(Records from a segmentation dataset)
[start]
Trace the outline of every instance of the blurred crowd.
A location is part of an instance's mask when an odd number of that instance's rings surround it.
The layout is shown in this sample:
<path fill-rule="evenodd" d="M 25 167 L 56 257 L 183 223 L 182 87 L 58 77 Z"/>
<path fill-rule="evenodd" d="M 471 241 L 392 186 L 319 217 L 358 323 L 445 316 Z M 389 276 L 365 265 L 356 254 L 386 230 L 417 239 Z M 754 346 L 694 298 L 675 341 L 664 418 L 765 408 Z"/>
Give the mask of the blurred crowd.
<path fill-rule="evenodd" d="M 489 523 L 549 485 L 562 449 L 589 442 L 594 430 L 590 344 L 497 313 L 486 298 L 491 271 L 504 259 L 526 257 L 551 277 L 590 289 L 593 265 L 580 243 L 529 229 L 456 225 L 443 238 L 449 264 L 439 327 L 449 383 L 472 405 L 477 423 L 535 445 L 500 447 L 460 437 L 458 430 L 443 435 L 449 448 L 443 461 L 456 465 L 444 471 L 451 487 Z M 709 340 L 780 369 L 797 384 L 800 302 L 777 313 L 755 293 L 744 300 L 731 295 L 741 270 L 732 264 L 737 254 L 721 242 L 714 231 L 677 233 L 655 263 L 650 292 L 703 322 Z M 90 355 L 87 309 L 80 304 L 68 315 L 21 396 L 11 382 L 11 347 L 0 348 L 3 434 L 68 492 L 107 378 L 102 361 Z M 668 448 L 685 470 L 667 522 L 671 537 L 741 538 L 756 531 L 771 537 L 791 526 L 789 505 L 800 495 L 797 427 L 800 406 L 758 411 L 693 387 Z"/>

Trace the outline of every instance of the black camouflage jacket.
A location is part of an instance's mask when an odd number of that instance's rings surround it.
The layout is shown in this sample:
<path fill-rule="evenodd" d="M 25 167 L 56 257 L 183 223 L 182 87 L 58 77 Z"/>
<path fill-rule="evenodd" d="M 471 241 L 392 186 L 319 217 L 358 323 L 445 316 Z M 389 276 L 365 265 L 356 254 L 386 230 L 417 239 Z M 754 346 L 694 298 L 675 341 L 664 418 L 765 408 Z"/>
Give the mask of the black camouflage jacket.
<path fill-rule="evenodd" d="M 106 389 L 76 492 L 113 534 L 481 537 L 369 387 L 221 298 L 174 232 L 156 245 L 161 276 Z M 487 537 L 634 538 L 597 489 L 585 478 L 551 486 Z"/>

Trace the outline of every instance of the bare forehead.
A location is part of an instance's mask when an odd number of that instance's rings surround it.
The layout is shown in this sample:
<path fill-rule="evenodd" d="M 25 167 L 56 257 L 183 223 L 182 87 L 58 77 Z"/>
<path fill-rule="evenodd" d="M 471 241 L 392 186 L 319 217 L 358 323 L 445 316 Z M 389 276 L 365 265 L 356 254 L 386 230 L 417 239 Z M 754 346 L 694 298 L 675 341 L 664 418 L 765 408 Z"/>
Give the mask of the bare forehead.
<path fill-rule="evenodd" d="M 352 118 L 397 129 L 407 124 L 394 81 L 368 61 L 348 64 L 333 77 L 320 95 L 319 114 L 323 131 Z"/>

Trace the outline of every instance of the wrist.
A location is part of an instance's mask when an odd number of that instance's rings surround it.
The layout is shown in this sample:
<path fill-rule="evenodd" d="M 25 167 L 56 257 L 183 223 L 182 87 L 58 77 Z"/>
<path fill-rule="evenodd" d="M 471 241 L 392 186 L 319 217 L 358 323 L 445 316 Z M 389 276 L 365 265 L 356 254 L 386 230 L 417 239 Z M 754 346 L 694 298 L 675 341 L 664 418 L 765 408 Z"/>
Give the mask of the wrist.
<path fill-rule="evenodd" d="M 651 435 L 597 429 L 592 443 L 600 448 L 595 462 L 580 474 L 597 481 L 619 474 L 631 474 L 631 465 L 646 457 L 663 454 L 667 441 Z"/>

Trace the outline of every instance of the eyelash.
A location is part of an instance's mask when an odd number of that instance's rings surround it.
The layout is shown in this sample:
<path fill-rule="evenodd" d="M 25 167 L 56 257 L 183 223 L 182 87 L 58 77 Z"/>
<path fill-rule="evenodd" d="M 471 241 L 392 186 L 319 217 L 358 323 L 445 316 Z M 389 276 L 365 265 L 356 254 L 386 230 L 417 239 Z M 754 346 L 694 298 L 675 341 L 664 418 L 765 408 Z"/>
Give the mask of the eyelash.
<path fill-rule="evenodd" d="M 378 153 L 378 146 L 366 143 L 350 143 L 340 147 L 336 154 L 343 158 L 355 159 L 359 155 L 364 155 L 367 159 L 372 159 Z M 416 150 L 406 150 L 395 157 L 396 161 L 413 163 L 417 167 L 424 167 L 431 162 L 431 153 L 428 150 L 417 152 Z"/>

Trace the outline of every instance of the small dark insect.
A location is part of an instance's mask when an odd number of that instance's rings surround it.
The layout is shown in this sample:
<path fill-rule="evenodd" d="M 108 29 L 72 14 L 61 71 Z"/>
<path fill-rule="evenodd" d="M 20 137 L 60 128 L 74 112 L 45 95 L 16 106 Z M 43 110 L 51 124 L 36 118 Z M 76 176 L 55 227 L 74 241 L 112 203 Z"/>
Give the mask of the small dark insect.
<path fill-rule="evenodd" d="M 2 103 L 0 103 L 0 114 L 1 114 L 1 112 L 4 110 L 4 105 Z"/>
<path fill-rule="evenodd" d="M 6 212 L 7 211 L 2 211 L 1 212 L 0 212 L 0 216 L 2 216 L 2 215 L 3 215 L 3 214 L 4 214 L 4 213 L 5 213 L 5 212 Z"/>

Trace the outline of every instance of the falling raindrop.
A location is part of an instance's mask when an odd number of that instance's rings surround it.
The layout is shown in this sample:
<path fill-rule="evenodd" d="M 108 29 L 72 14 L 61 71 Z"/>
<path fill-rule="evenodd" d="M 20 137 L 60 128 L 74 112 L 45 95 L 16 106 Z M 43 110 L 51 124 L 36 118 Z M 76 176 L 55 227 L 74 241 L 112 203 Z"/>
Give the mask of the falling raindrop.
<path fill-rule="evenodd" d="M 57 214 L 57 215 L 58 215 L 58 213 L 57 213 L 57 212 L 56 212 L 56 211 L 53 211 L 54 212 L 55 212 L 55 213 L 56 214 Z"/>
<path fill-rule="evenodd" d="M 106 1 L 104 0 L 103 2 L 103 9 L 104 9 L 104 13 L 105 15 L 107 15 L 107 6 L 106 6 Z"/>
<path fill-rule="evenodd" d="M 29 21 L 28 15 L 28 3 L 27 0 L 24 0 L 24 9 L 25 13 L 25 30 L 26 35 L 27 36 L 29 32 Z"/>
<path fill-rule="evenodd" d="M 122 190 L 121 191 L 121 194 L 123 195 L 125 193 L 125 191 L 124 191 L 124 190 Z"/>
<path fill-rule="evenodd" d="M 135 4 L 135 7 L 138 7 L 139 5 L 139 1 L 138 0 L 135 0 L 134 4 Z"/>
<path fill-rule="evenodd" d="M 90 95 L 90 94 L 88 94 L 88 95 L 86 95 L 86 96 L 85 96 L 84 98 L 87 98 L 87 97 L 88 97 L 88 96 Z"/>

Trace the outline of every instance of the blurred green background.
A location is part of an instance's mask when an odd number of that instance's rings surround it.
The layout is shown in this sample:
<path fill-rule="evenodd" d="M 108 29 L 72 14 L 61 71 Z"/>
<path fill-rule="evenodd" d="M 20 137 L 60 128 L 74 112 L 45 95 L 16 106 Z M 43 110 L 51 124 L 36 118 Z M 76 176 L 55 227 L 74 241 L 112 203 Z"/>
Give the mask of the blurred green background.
[end]
**DIRECTIONS FOR THIS TASK**. Please arrange every line of the records above as a JSON list of strings, with one string per line and no blank lines.

**COMPLETED TASK**.
[
  "Trace the outline of every instance of the blurred crowd.",
  "A location is part of an instance's mask when an odd number of that instance's rings surround it.",
  "The layout is shown in this sample:",
  "<path fill-rule=\"evenodd\" d=\"M 25 167 L 56 257 L 183 223 L 182 87 L 58 77 Z\"/>",
  "<path fill-rule=\"evenodd\" d=\"M 471 241 L 392 186 L 319 217 L 358 323 L 445 316 Z M 389 276 L 365 265 L 356 254 L 386 230 L 417 239 Z M 754 346 L 694 298 L 675 341 L 664 418 L 765 408 Z\"/>",
  "Give the mask of the blurred crowd.",
  "<path fill-rule=\"evenodd\" d=\"M 489 523 L 549 485 L 562 449 L 589 442 L 594 430 L 590 344 L 497 313 L 486 298 L 491 271 L 504 259 L 526 257 L 551 277 L 590 289 L 593 265 L 580 243 L 529 229 L 456 225 L 443 238 L 449 264 L 439 327 L 449 383 L 472 405 L 477 423 L 535 445 L 500 447 L 460 437 L 458 430 L 443 435 L 449 448 L 443 461 L 456 465 L 444 471 L 451 487 Z M 709 340 L 780 369 L 797 384 L 800 302 L 777 313 L 755 293 L 744 300 L 731 295 L 741 270 L 732 264 L 737 254 L 721 242 L 714 231 L 677 233 L 655 263 L 650 292 L 703 322 Z M 90 355 L 87 309 L 80 304 L 68 315 L 21 396 L 11 382 L 11 347 L 0 348 L 3 434 L 68 492 L 107 378 L 102 361 Z M 668 448 L 685 470 L 667 522 L 671 537 L 741 538 L 756 531 L 771 537 L 791 526 L 789 505 L 800 495 L 797 427 L 800 406 L 758 411 L 693 387 Z\"/>",
  "Trace the outline of every instance of the black camouflage jacket.",
  "A location is part of an instance's mask when an odd number of that instance's rings surround it.",
  "The layout is shown in this sample:",
  "<path fill-rule=\"evenodd\" d=\"M 25 167 L 56 257 L 183 223 L 182 87 L 58 77 Z\"/>",
  "<path fill-rule=\"evenodd\" d=\"M 471 241 L 392 186 L 319 217 L 358 323 L 445 316 Z M 389 276 L 365 265 L 356 254 L 386 230 L 417 239 Z M 754 346 L 694 298 L 675 341 L 664 418 L 765 408 Z\"/>",
  "Give the mask of the black camouflage jacket.",
  "<path fill-rule=\"evenodd\" d=\"M 106 389 L 76 492 L 113 534 L 481 537 L 369 387 L 221 298 L 174 232 L 156 245 L 161 276 Z M 487 537 L 634 538 L 597 489 L 585 478 L 551 486 Z\"/>",
  "Trace the outline of every instance of the bare forehead.",
  "A location is part of an instance's mask when an odd number of that instance's rings surround it.",
  "The layout is shown in this sample:",
  "<path fill-rule=\"evenodd\" d=\"M 25 167 L 56 257 L 183 223 L 182 87 L 58 77 Z\"/>",
  "<path fill-rule=\"evenodd\" d=\"M 471 241 L 392 186 L 319 217 L 358 323 L 445 316 Z M 389 276 L 365 265 L 356 254 L 386 230 L 417 239 Z M 754 346 L 694 298 L 675 341 L 664 418 L 765 408 Z\"/>",
  "Give the mask of the bare forehead.",
  "<path fill-rule=\"evenodd\" d=\"M 352 118 L 397 129 L 407 124 L 394 81 L 368 61 L 348 64 L 333 77 L 320 95 L 319 114 L 323 131 Z\"/>",
  "Trace the outline of every instance of the wrist.",
  "A location is part of an instance's mask when an odd number of that instance's rings surround it.",
  "The layout is shown in this sample:",
  "<path fill-rule=\"evenodd\" d=\"M 25 167 L 56 257 L 183 223 L 182 87 L 58 77 Z\"/>",
  "<path fill-rule=\"evenodd\" d=\"M 471 241 L 392 186 L 319 217 L 358 323 L 445 316 Z M 389 276 L 365 265 L 356 254 L 386 230 L 417 239 Z M 754 346 L 694 298 L 675 341 L 664 418 L 765 408 Z\"/>",
  "Give the mask of the wrist.",
  "<path fill-rule=\"evenodd\" d=\"M 651 435 L 597 429 L 592 443 L 600 448 L 595 462 L 580 474 L 597 481 L 619 474 L 631 474 L 631 465 L 646 457 L 663 454 L 667 441 Z\"/>",
  "Trace the outline of every instance of the eyelash.",
  "A location is part of an instance's mask when an odd number of that instance's rings surround it.",
  "The layout is shown in this sample:",
  "<path fill-rule=\"evenodd\" d=\"M 25 167 L 56 257 L 183 223 L 182 87 L 58 77 Z\"/>",
  "<path fill-rule=\"evenodd\" d=\"M 471 241 L 392 186 L 319 217 L 358 323 L 445 316 Z M 389 276 L 365 265 L 356 254 L 386 230 L 417 239 Z M 754 346 L 694 298 L 675 341 L 664 418 L 765 408 Z\"/>",
  "Give the mask of the eyelash.",
  "<path fill-rule=\"evenodd\" d=\"M 378 153 L 378 146 L 366 143 L 350 143 L 340 147 L 336 154 L 343 158 L 355 159 L 359 155 L 364 155 L 367 159 L 372 159 Z M 416 150 L 406 150 L 395 157 L 396 161 L 413 163 L 417 167 L 424 167 L 431 162 L 431 153 L 428 150 L 417 152 Z\"/>",
  "Trace the outline of every instance of the small dark insect.",
  "A location is part of an instance's mask when an odd number of that instance's rings surround it.",
  "The layout is shown in this sample:",
  "<path fill-rule=\"evenodd\" d=\"M 108 29 L 72 14 L 61 71 Z\"/>",
  "<path fill-rule=\"evenodd\" d=\"M 20 137 L 60 128 L 74 112 L 45 95 L 16 106 Z M 43 110 L 51 124 L 36 118 Z M 76 176 L 55 227 L 74 241 L 112 203 Z\"/>",
  "Give the mask of the small dark insect.",
  "<path fill-rule=\"evenodd\" d=\"M 2 103 L 0 103 L 0 114 L 1 114 L 1 112 L 4 110 L 4 105 Z\"/>",
  "<path fill-rule=\"evenodd\" d=\"M 6 212 L 7 211 L 2 211 L 1 212 L 0 212 L 0 216 L 2 216 L 2 215 L 3 215 L 3 214 L 4 214 L 4 213 L 5 213 L 5 212 Z\"/>",
  "Trace the outline of every instance of the falling raindrop.",
  "A location is part of an instance's mask when an odd number of that instance's rings surround it.",
  "The layout is shown in this sample:",
  "<path fill-rule=\"evenodd\" d=\"M 108 29 L 72 14 L 61 71 Z\"/>",
  "<path fill-rule=\"evenodd\" d=\"M 20 137 L 60 128 L 74 112 L 45 95 L 16 106 Z M 43 110 L 51 124 L 36 118 Z M 76 176 L 55 227 L 74 241 L 112 203 Z\"/>",
  "Give the mask of the falling raindrop.",
  "<path fill-rule=\"evenodd\" d=\"M 57 214 L 57 215 L 58 215 L 58 213 L 57 213 L 57 212 L 56 212 L 56 211 L 53 211 L 54 212 L 55 212 L 55 213 L 56 214 Z\"/>",
  "<path fill-rule=\"evenodd\" d=\"M 106 1 L 104 0 L 103 2 L 103 9 L 104 9 L 104 13 L 105 15 L 107 15 L 107 6 L 106 6 Z\"/>",
  "<path fill-rule=\"evenodd\" d=\"M 29 21 L 28 15 L 28 3 L 27 0 L 24 0 L 24 9 L 25 13 L 25 30 L 26 35 L 27 36 L 29 32 Z\"/>",
  "<path fill-rule=\"evenodd\" d=\"M 122 190 L 121 191 L 121 194 L 123 195 L 125 193 L 125 191 L 124 191 L 124 190 Z\"/>",
  "<path fill-rule=\"evenodd\" d=\"M 135 4 L 135 7 L 138 7 L 139 5 L 139 1 L 138 0 L 135 0 L 134 4 Z\"/>",
  "<path fill-rule=\"evenodd\" d=\"M 90 95 L 90 94 L 88 94 L 88 95 L 86 95 L 86 96 L 85 96 L 84 98 L 87 98 L 87 97 L 88 97 L 88 96 Z\"/>",
  "Trace the outline of every instance of the blurred green background.",
  "A location is part of an instance's mask when an odd number of that instance's rings surround it.",
  "The layout is shown in this sample:",
  "<path fill-rule=\"evenodd\" d=\"M 108 29 L 72 14 L 61 71 Z\"/>",
  "<path fill-rule=\"evenodd\" d=\"M 20 137 L 60 128 L 74 112 L 45 95 L 16 106 Z M 43 110 L 51 124 L 36 118 Z M 76 176 L 55 227 L 74 241 L 112 203 Z\"/>",
  "Give the mask of the blurred green background."
]